[START OF Source records]
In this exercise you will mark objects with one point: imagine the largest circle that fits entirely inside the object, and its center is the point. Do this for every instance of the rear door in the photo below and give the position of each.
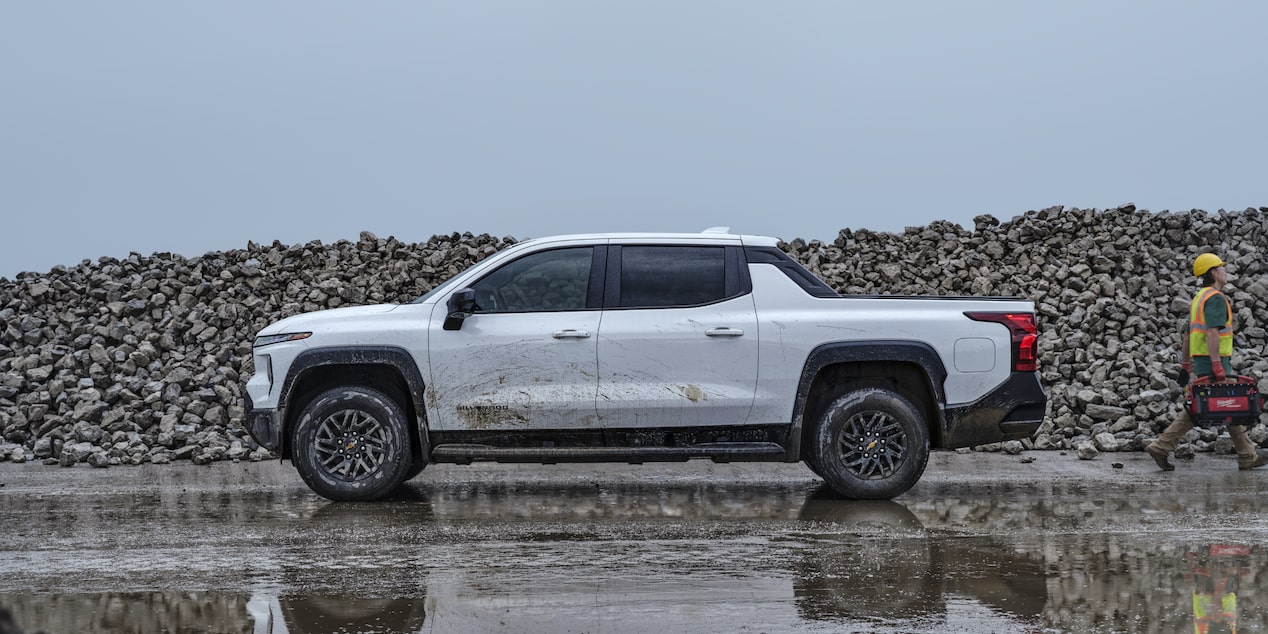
(677, 345)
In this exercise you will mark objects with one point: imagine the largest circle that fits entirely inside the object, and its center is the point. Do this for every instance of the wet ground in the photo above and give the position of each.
(984, 543)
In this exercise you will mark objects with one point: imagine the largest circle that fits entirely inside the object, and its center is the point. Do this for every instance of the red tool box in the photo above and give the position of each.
(1233, 402)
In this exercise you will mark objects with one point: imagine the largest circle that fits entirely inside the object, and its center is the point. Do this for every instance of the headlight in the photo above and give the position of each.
(268, 340)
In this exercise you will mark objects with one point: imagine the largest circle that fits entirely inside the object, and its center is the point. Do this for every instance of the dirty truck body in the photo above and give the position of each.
(643, 348)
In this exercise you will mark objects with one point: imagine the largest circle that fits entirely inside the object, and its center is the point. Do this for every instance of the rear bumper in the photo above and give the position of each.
(264, 425)
(1012, 411)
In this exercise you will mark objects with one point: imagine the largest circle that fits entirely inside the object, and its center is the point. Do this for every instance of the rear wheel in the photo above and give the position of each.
(870, 444)
(351, 444)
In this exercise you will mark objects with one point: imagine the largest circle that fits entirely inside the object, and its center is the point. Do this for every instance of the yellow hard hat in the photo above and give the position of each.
(1205, 263)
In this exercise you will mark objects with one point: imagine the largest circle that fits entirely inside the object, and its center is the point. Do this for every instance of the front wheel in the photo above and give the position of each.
(871, 444)
(351, 444)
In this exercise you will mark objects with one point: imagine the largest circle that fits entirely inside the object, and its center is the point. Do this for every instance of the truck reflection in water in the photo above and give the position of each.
(895, 572)
(1216, 572)
(632, 556)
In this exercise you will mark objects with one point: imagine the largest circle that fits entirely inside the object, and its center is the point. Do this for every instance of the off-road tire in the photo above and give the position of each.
(351, 444)
(870, 444)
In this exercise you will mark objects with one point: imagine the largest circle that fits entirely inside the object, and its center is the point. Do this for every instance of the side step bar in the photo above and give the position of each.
(718, 452)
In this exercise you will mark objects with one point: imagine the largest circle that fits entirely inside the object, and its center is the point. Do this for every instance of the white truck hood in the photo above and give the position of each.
(312, 321)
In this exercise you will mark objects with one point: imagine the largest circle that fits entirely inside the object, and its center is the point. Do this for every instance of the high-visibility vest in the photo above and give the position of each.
(1197, 325)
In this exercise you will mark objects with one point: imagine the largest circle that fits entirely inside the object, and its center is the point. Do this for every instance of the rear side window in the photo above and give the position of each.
(672, 275)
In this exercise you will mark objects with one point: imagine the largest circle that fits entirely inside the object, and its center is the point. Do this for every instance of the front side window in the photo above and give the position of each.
(672, 275)
(547, 280)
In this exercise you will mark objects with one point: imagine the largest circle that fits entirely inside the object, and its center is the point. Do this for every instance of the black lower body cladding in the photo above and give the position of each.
(1012, 411)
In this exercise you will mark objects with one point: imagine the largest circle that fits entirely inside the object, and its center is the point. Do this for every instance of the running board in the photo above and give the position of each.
(718, 452)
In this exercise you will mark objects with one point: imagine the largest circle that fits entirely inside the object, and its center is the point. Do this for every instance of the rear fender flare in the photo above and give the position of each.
(916, 353)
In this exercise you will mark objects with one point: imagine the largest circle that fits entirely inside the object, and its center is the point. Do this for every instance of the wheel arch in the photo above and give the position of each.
(384, 368)
(911, 368)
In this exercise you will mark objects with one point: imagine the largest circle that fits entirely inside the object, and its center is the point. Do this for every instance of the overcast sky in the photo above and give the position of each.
(194, 127)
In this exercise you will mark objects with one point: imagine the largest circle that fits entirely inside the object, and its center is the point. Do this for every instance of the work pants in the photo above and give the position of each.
(1247, 450)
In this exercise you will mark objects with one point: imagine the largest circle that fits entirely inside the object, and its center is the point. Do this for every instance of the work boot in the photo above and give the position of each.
(1259, 462)
(1164, 464)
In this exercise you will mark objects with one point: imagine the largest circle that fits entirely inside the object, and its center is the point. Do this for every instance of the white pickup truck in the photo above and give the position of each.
(643, 348)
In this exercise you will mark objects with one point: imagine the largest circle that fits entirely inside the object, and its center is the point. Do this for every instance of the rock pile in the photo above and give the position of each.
(142, 359)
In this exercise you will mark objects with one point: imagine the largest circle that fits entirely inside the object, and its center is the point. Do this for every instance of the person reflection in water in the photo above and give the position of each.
(1216, 576)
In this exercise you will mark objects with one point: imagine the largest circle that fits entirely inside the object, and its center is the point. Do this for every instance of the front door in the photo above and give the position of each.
(526, 358)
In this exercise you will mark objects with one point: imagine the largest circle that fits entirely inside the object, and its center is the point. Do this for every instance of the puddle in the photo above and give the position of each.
(608, 554)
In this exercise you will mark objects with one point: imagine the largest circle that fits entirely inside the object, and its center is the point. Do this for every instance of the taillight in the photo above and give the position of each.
(1023, 332)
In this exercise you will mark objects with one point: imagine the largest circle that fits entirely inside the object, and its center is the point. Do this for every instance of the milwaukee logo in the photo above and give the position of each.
(1229, 403)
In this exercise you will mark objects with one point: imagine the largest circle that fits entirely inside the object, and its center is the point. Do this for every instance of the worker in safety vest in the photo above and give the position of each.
(1207, 349)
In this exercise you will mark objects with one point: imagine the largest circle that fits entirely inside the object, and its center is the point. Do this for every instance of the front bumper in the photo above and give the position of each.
(264, 425)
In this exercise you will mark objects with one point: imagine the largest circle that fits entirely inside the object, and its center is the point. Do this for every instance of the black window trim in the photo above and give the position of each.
(736, 279)
(794, 270)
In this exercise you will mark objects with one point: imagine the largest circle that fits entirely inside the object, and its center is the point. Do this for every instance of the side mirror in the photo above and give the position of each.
(460, 306)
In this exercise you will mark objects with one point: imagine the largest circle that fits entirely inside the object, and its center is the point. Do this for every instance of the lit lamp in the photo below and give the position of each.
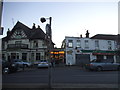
(49, 39)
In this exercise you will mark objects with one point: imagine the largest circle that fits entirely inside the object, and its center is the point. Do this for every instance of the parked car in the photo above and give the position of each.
(104, 64)
(9, 67)
(22, 63)
(43, 63)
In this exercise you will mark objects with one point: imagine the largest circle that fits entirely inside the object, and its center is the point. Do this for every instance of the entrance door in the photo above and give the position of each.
(82, 59)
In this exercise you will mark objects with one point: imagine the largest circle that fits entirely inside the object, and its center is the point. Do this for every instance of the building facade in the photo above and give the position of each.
(25, 43)
(79, 50)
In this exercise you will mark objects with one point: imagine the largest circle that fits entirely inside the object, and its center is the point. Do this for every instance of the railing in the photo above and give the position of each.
(17, 46)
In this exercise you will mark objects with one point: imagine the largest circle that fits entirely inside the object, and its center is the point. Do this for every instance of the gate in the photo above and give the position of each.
(82, 59)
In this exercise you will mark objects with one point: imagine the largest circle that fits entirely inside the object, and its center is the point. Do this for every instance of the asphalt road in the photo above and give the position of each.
(63, 76)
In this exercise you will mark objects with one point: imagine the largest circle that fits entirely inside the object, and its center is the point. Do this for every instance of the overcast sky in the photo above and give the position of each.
(68, 18)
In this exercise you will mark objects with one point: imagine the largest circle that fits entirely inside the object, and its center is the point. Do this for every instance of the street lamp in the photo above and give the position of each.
(49, 39)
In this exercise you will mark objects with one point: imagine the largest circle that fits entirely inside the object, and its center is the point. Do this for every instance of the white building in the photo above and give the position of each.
(24, 43)
(80, 51)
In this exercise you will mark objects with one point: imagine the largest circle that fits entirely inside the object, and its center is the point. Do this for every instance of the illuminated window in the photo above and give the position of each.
(70, 43)
(109, 45)
(97, 44)
(78, 43)
(86, 44)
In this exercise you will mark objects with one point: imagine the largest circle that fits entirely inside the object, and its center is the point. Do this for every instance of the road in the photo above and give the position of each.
(62, 75)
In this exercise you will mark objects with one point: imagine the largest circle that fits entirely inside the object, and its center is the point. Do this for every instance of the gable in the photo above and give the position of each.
(18, 34)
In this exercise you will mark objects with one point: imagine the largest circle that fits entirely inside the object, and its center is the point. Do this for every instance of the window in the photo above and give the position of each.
(109, 45)
(35, 44)
(70, 43)
(86, 44)
(24, 56)
(96, 44)
(78, 43)
(18, 42)
(37, 56)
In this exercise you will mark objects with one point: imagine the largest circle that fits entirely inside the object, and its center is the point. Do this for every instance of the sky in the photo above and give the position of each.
(68, 18)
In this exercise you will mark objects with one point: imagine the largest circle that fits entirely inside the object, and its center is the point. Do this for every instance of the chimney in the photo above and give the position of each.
(87, 34)
(33, 26)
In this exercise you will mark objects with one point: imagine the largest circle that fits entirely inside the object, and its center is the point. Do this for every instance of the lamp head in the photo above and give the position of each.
(43, 20)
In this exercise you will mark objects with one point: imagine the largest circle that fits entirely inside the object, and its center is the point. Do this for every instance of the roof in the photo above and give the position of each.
(105, 37)
(34, 33)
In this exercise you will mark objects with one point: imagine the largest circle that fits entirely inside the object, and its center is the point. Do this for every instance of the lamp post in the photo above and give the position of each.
(48, 39)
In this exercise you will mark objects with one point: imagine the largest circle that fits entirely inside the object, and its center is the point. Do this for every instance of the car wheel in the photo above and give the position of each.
(99, 68)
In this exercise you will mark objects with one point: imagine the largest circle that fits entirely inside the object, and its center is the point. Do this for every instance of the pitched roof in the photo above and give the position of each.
(105, 37)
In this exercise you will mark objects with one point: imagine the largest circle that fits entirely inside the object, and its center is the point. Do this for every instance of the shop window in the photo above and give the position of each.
(37, 56)
(70, 43)
(109, 45)
(86, 44)
(78, 44)
(24, 56)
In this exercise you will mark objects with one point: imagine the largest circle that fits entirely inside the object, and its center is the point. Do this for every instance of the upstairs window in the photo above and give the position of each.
(109, 45)
(78, 44)
(70, 43)
(96, 44)
(35, 44)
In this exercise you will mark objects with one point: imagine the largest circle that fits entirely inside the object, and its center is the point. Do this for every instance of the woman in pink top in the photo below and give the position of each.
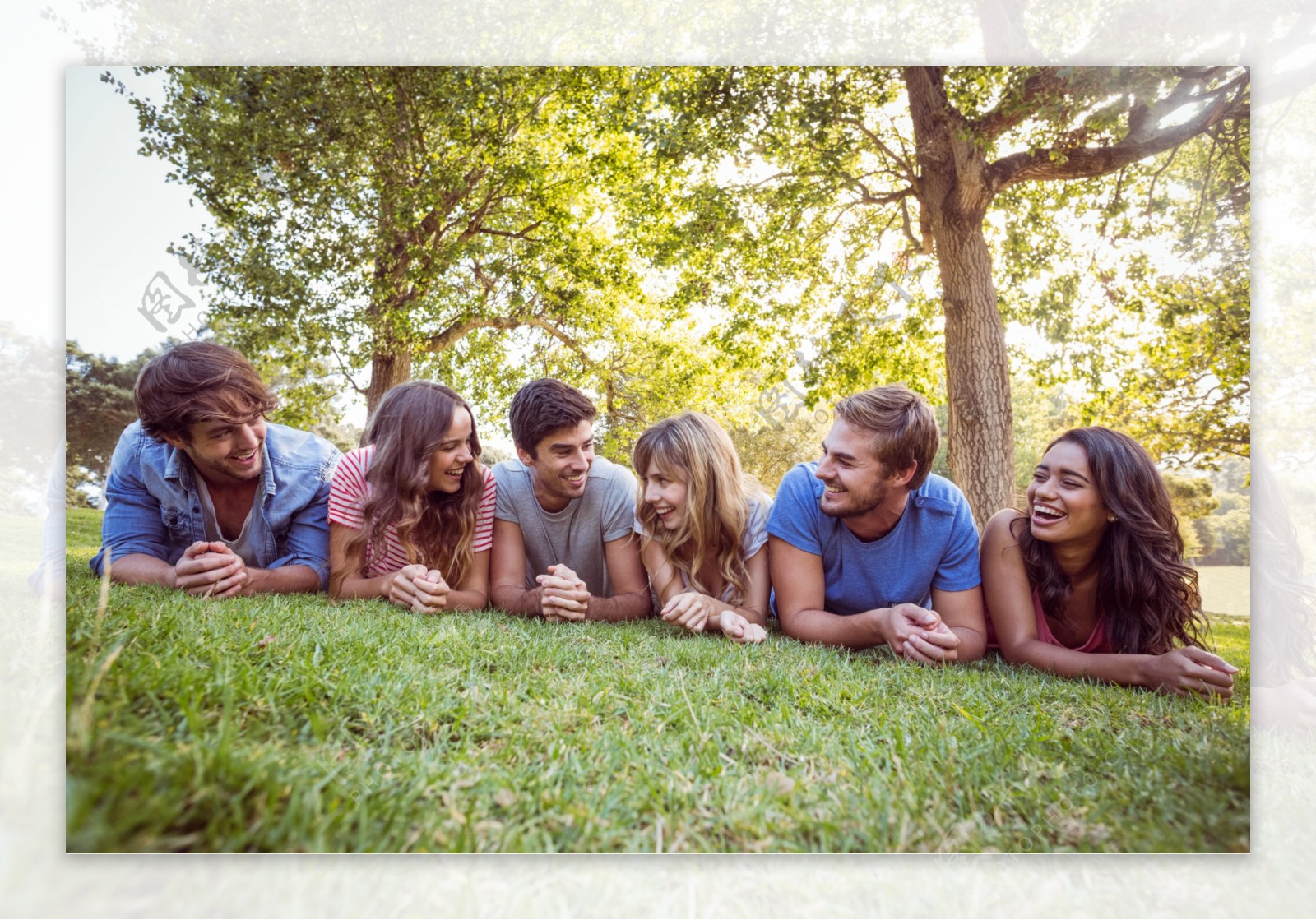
[END OF Source records]
Put the records above, everything from the line containing "of the off-road" down to the line containing "(1197, 325)", into a two-column CSV headed instruction and points, with one row per record. Each record's text and its answer each go in a single quoted field, with line breaks replaced by spaces.

# [The result]
instruction,points
"In this exercise you will mark objects with one point: imagine the largest circle that fits entirely inside the object, and its center is the point. Do this for every instance of the off-road tire in the photo above and give the position of each.","(351, 444) (870, 444)"
"In this exercise you will mark objects with one point: imagine the largest circle that fits entirely inside the object, and its center is the point. Do this for every instance of the side step bar in the photo above and give the position of each.","(718, 452)"
"In this exercise you will mark objects with one point: imagine the largest circle that fits entirely inside the object, and its center is the point. Do this for every instance of the white truck hood in the photo above and give the position of each.","(312, 321)"
"In this exercise you will mark objects with one point: imagine the largest circle that fits entirely inside the object, and its center is the point. Do this for every instance of the high-visibility vest in the photo above and give the position of each.","(1197, 325)"